*Objective:*
Render these lines as a numbered list, leaving out any blank lines.

*Exercise materials:*
◇ ◇ ◇ ◇ ◇
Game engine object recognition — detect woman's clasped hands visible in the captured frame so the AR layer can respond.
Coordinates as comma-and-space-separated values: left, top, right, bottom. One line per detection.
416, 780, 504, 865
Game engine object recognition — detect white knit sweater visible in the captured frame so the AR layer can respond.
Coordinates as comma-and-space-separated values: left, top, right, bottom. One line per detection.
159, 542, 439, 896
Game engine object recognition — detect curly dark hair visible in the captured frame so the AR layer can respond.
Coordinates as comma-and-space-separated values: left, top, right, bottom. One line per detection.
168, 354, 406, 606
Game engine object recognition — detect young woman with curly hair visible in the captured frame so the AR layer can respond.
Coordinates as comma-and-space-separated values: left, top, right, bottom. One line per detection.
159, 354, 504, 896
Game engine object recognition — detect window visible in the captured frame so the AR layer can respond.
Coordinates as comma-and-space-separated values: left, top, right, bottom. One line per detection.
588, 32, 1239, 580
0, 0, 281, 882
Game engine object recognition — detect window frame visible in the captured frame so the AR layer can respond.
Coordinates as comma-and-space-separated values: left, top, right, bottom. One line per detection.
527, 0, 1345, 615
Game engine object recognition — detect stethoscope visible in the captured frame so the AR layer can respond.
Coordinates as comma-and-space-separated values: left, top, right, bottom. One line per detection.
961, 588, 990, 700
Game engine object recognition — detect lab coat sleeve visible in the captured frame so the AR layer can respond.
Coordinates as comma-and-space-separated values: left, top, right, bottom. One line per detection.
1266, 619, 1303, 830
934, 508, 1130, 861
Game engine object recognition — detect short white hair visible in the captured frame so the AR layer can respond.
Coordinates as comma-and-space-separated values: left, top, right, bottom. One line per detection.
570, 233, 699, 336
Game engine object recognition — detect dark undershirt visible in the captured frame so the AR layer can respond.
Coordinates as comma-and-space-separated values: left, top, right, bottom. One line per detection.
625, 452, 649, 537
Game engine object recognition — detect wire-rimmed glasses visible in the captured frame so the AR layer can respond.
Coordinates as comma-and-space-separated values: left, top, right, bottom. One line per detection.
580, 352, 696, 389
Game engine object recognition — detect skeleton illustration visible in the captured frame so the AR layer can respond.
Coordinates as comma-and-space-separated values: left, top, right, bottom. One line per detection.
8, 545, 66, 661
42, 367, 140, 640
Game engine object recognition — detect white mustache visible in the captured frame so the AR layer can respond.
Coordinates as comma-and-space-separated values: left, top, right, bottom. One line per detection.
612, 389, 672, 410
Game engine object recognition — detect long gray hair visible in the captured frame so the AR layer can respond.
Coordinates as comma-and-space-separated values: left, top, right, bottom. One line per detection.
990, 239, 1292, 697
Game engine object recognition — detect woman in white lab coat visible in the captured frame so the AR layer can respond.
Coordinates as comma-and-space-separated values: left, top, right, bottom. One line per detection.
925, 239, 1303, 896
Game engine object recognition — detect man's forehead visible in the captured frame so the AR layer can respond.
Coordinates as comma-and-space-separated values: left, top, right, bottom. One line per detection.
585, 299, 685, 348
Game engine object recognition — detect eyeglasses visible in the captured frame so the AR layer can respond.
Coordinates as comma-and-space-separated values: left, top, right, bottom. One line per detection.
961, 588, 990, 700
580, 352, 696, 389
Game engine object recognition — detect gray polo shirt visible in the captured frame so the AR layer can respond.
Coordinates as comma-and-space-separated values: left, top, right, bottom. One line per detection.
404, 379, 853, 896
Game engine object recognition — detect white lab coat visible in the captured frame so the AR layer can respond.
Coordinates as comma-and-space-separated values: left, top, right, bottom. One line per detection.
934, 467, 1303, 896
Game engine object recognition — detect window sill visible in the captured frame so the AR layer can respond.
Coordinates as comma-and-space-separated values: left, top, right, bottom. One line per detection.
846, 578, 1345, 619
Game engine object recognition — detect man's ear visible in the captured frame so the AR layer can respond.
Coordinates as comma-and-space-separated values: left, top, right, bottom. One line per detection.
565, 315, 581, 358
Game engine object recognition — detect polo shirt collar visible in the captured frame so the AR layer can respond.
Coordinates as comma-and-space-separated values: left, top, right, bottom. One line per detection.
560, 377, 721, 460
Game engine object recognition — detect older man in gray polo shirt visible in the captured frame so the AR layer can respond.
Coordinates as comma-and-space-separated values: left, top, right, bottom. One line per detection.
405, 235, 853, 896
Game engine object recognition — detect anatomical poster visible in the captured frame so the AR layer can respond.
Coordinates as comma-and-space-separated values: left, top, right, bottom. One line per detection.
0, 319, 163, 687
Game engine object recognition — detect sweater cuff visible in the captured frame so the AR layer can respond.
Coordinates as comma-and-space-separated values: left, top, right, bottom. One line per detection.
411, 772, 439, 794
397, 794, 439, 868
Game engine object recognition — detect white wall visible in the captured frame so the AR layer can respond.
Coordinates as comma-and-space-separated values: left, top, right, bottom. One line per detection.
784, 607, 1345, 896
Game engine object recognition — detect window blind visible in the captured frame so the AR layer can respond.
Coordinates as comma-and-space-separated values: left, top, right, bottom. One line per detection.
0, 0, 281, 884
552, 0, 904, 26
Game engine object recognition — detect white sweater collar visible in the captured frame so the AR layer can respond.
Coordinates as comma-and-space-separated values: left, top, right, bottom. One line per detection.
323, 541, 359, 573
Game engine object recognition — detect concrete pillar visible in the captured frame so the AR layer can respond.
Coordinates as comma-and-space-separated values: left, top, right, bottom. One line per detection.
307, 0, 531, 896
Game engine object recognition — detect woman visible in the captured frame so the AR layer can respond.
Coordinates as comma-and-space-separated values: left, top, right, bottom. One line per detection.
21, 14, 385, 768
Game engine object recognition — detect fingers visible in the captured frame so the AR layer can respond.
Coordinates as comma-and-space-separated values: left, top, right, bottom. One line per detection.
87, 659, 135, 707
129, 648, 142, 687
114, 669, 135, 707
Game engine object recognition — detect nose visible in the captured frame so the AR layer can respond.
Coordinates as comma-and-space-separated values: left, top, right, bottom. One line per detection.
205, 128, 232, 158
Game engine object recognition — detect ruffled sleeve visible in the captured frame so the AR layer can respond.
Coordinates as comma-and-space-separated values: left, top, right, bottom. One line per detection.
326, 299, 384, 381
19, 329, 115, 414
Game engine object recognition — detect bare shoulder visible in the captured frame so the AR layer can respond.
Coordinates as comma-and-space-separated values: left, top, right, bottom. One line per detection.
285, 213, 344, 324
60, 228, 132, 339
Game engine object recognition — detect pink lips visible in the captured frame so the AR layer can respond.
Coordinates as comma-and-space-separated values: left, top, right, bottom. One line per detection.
◇ ◇ ◇ ◇ ◇
*Written answer:*
1. Game engine object recognition — detect woman's clasped hands visible in the captured frame so the AR layer can respond.
2. Coordinates as comma-and-space-separated values: left, top, right, bottom. One line per detection.
3. 416, 780, 504, 865
4. Game engine object recognition — detect white knit sweater visible in the captured frame so the AR layer can respond.
5. Coordinates as comma-and-space-separated values: left, top, right, bottom. One line per detection.
6. 159, 542, 439, 896
7. Game engine object recognition — detect curly dark hair visible in the captured frame so the AR layer can respond.
8. Coordinates as comma-and-space-separated values: left, top, right, bottom. One line per detection.
9. 168, 354, 406, 606
10. Game engine object recognition — detect young woman with curly hair visible in the captured frame so the AR layer can respond.
11. Coordinates as comma-and-space-separated values: left, top, right, bottom. One line per detection.
12. 159, 354, 504, 896
13. Game engine object recognition — detect window visible in the captured frame so the AR layer can respond.
14. Coordinates as comma-and-space-separated values: left, top, right, bottom. One line per detection.
15. 588, 32, 1239, 580
16. 0, 0, 281, 882
17. Game engine object recognition — detect window frame visible in the captured frame so the AR layer can respond.
18. Coordinates as comma-and-space-separated values: left, top, right, bottom. One line per detection.
19. 527, 0, 1345, 615
20. Game engine object recognition — detect stethoscope visible in the captured frame so the AR layer can respond.
21. Coordinates as comma-and-space-separated values: left, top, right, bottom. One line per detection.
22. 961, 588, 990, 700
23. Game engine object recognition — detect lab coat sleeve visible in the captured frame so the AR layer can respond.
24. Coordinates as comma-and-space-separated values: left, top, right, bottom. One line per detection.
25. 1266, 619, 1303, 830
26. 934, 508, 1130, 861
27. Game engine object recognition — detect short white hair visible in the captured frame so the AR layer can respond.
28. Coordinates as comma-and-space-separated values: left, top, right, bottom. One line per detection.
29. 570, 233, 699, 336
30. Game engine object recognition — detect dark undershirt visible in the captured frame so the AR layer can respond.
31. Coordinates as comma-and-space-separated values: left, top, right, bottom. One line per detection.
32. 625, 452, 649, 537
33. Game engine object recognition — detect wire-rimmed glasses visible in the captured frame so the AR layer can respond.
34. Coordinates as comma-and-space-separated values: left, top, right, bottom. One line per detection.
35. 580, 352, 696, 389
36. Game engine object recognition — detect skeleton illustration visible in the captured frame so the AR layer can respond.
37. Coordinates as comma-and-space-separated values: left, top, right, bottom. One line per detection.
38. 8, 545, 66, 661
39. 42, 367, 140, 640
40. Game engine object recognition — detect white mustache visible in the captured frame so the AR layer can respond.
41. Coordinates as comma-and-space-separated values: left, top, right, bottom. One line per detection.
42. 612, 389, 672, 410
43. Game engine object recognition — detect long gray hair visible in the captured frame so the AR layer can respond.
44. Coordinates as comma-and-space-separated values: left, top, right, bottom. One line per detection.
45. 990, 239, 1292, 697
46. Game engine object recognition — detect woman in white lab coat visible in the captured frame so the AR layer can respond.
47. Coordinates as comma-and-space-separated values: left, top, right, bottom. One line per detection.
48. 925, 239, 1303, 896
49. Game engine object recognition — detect man's forehead visible in the captured frame so the AR layer can respond.
50. Coordinates as comma-and-space-separated values: left, top, right, bottom. One line per detection.
51. 585, 299, 685, 348
52. Game engine object recognition — detect eyeglasses visible in the captured frame so the AR layer can respond.
53. Coordinates as comma-and-space-separated values: left, top, right, bottom. One line per detection.
54. 961, 588, 990, 700
55. 580, 352, 696, 389
56. Game engine object recognition — detect gray polo shirt visible in the captured frame so the AR layer can respond.
57. Coordinates as comma-and-space-separated values: left, top, right, bottom. One line per detection.
58. 404, 379, 853, 896
59. Game engine object recognition — detect white lab coat visible in the captured frame so the AR layer can respond.
60. Coordinates as comma-and-space-separated values: left, top, right, bottom. One line per detection.
61. 934, 467, 1303, 896
62. Game engine object recognition — detect window sill visible in the captured frame so the AR layer can respond.
63. Coordinates as comma-and-space-separated values: left, top, right, bottom. One line per detection.
64. 846, 578, 1345, 619
65. Game engine object recognition — detect man's ear visible in the captured frame so the AR layer can respond.
66. Coordinates as comma-and-space-separated values: left, top, right, bottom. One line per detection.
67. 565, 315, 581, 358
68. Game engine object recognition — detect polo shirt collar visible in the captured frame so the AR layer can respond.
69. Coordinates as comma-and-space-separated values: left, top, right, bottom. One line per detection.
70. 560, 377, 721, 460
71. Game engine object recognition — detect older man in gray polo shirt visible in the captured frame so the AR layer can respond.
72. Coordinates as comma-and-space-separated values: left, top, right, bottom. One line per detection.
73. 405, 235, 853, 896
74. Game engine object recognition — detect anatomical poster visible in the captured frame so the AR layer can respond.
75. Coordinates as comma-and-space-separated values: left, top, right, bottom. One line per detection.
76. 0, 319, 163, 687
77. Game engine object recognition — detect sweater cuff visible in the captured frame so the AR layer can respond.
78. Coordinates as comma-and-space-separated values: left, top, right, bottom. One line per detection.
79. 411, 772, 439, 794
80. 397, 794, 439, 868
81. Game engine object recognition — detect white wall visible in the captured frame so the AR layer can respond.
82. Coordinates as comma-and-space-separated values: left, top, right, bottom. One line per detection.
83. 784, 607, 1345, 896
84. Game engine object recognition — detect window blind visible in the captured frame so the AR layer can respond.
85. Coordinates as comma-and-space-separated values: left, top, right, bottom. One line per detection.
86. 0, 0, 281, 884
87. 552, 0, 904, 26
88. Game engine object recognition — detect white sweater collar visible in the captured frame so the AR layer can respond.
89. Coordinates as comma-and-space-separated values: left, top, right, bottom. One line per detection.
90. 323, 541, 359, 573
91. Game engine object recognition — detect concrete pillar visible in the captured frame so the AR layer can respond.
92. Coordinates as comma-and-space-separated values: left, top, right, bottom. One line per detection.
93. 307, 0, 531, 896
94. Game engine object recognition — detect woman visible in the captured frame so the AR layer can respond.
95. Coordinates as comma-and-space-separated values: left, top, right, bottom. One line per detection.
96. 21, 14, 385, 768
97. Game engine object recognition — detect fingers visible in the captured frame so the AR layer can respond.
98. Coordinates as comma-and-space-separated values: left, top, right, bottom. One line per detection.
99. 87, 659, 135, 707
100. 129, 648, 142, 687
101. 114, 669, 135, 707
102. Game engine object recognition — detect nose visible in the captured frame so the AR layer can respond.
103. Coordinates as comma-and-space-separated values: left, top, right, bottom. One line per detection.
104. 205, 128, 232, 158
105. Game engine object recognition — detect ruffled sleeve visible in the captured frame so the AR layer can respond.
106. Coordinates as comma-and-space-separated values: left, top, right, bottom. One line per detection.
107. 326, 299, 384, 381
108. 19, 329, 115, 414
109. Game engine object recognition — detect bare shoulder visible in the captured frame so the AR layer can respond.
110. Coordinates as comma-and-space-separated values: left, top, right, bottom. One line per detection.
111. 285, 213, 344, 324
112. 60, 228, 132, 339
113. Game engine object recognition — detect pink lips visible in the captured frame so the AR layer can respond.
114. Coordinates as comma-and-space-separated values: left, top, right, bottom. One line per detection.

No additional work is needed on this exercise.